::: Texto proporcionado

El Castillo de Caerphilly no fue construido por un rey inglés sino por Gilbert De Clare “El Rojo”, el magnate normando con títulos de Conde de Gloucester y Lord de Glamorgan, quien estaba en buenos términos con la corona inglesa y muy enfrentado al príncipe de Gales, Llywelyn ap Gruffudd. Ambos estaban bajo la autoridad del rey de Inglaterra, Henry III, pero mantenían entre sí una fuerte disputa territorial, a tal punto que el príncipe de Gales incendió el castillo en 1270. Unos años después, el nuevo rey Eduardo I, recién llegado de las Cruzadas, declaró la guerra al rebelde príncipe galés, quien fue derrotado y asesinado. Pero en 1316 se produjo un nuevo levantamiento de galeses. Liderados por Llywelyn Bren, 10.000 soldados atacaron el castillo. Y si bien destruyeron todo el pueblo de Caerphilly y dañaron una torre de la fortaleza, lejos estuvieron de poder doblegarla. Finalmente, la Corona inglesa intervino poniéndole un final definitivo a la insurgencia galesa. Como resultado, Llywelyn Bren fue ahorcado, decapitado y descuartizado por orden de la familia De Clare, a pesar de que le habían prometido indulgencia a cambio de la rendición.

::::::

# Tus tareas
a – Según el texto sobre el castillo de Caerphilly, ¿quién construyó el castillo?
b – Retoma el texto sobre el castillo de Caerphilly y continúalo a partir de su última oración.
Los registros son material aparte y no guardan relación con el texto.

::: Extractos de datos

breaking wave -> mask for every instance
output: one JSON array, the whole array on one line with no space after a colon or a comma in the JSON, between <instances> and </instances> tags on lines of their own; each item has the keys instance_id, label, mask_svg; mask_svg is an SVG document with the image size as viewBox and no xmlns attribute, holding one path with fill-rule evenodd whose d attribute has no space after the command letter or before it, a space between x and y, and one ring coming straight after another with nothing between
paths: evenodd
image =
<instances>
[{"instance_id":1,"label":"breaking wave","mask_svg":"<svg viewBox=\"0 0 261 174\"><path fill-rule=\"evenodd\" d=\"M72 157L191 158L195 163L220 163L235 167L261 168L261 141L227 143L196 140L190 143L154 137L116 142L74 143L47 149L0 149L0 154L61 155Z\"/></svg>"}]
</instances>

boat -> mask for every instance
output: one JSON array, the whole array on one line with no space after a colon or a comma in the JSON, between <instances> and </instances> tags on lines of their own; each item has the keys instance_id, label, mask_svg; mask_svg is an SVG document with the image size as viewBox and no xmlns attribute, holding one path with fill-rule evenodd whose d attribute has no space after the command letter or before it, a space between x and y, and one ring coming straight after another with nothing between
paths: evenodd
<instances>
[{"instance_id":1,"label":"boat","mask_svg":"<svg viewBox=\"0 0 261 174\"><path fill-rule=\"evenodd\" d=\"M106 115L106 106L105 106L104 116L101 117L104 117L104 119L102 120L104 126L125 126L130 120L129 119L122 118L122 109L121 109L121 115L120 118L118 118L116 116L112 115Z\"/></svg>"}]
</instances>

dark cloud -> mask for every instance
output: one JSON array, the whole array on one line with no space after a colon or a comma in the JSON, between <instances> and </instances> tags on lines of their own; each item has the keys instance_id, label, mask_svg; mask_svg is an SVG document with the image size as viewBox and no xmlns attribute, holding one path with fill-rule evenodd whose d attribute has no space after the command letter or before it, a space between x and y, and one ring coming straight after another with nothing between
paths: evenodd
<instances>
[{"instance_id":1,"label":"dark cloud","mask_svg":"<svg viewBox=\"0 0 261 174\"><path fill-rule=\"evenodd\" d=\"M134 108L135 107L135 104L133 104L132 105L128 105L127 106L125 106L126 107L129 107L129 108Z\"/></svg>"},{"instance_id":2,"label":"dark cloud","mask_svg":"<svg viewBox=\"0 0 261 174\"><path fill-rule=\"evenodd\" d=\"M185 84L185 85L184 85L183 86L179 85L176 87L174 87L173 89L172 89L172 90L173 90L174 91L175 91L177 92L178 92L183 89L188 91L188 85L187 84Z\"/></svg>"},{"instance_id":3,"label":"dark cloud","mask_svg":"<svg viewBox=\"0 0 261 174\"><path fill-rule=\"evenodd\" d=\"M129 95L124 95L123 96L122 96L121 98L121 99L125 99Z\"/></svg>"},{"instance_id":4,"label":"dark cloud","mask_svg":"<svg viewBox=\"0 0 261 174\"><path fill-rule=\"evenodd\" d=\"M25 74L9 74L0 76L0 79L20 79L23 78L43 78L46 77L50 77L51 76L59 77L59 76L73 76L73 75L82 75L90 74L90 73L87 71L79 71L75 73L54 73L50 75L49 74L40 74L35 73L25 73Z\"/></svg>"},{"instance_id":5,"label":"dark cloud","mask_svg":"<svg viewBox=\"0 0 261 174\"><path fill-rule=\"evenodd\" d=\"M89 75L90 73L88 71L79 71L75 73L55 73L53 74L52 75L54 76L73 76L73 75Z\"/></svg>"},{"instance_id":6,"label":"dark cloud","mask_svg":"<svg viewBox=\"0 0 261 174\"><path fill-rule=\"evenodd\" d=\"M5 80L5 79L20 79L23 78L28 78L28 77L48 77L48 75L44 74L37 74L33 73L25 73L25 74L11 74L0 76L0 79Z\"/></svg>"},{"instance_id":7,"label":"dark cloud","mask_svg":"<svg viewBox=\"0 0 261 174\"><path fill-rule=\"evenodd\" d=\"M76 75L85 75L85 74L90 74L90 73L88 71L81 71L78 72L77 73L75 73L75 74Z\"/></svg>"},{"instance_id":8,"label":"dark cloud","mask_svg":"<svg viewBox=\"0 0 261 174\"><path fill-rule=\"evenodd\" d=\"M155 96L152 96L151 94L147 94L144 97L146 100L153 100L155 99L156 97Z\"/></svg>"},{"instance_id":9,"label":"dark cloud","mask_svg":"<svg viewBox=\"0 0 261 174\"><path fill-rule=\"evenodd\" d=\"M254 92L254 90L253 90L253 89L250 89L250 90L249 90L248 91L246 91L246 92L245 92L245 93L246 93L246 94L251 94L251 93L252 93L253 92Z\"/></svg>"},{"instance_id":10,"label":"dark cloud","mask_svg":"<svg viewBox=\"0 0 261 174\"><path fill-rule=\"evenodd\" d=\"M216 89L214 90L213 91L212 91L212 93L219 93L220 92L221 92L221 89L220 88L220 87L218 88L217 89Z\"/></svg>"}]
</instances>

::::::

# Resultados por tarea
a – Lo construyó Gilbert De Clare, «El Rojo», conde de Gloucester y lord de Glamorgan.

b –
FANTASIAS REALES Cuando Ludwig II, rey de Baviera, ordenó construir una serie de castillos en la segunda mitad del siglo XIX, no lo hizo para protegerse, sino para revivir en ellos el mundo de fantasías inspiradas en cuentos de hadas y épicas medievales que lo fascinaron desde pequeño. Ludwig II nació el 25 de agosto de 1845 y tuvo una infancia feliz en el castillo de
Schwanstein, reconstruido por su padre con un estilo gótico que marcó para siempre los gustos del futuro rey, quien se identificaba particularmente con el personaje de Lohengrin, el Caballero del Grial en el que se inspiró Wagner para componer la famosa ópera.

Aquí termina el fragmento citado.